*** Begin section ***
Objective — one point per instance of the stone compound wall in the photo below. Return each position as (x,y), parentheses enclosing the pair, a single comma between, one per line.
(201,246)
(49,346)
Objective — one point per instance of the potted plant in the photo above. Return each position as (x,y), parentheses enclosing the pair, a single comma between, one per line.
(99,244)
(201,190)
*** End section ***
§ Problem requirements
Exact repetition of every entry in the data is required.

§ Solution to this task
Objective — one point per instance of the stone compound wall in the photo below. Return each position as (x,y), parentheses enclosing the pair, a single comma between, one per line.
(201,246)
(49,346)
Objective — one point per instance of the potted plant in the photo above. Return each position as (x,y), parentheses enclosing the pair, a single comma between, one per line.
(99,244)
(201,190)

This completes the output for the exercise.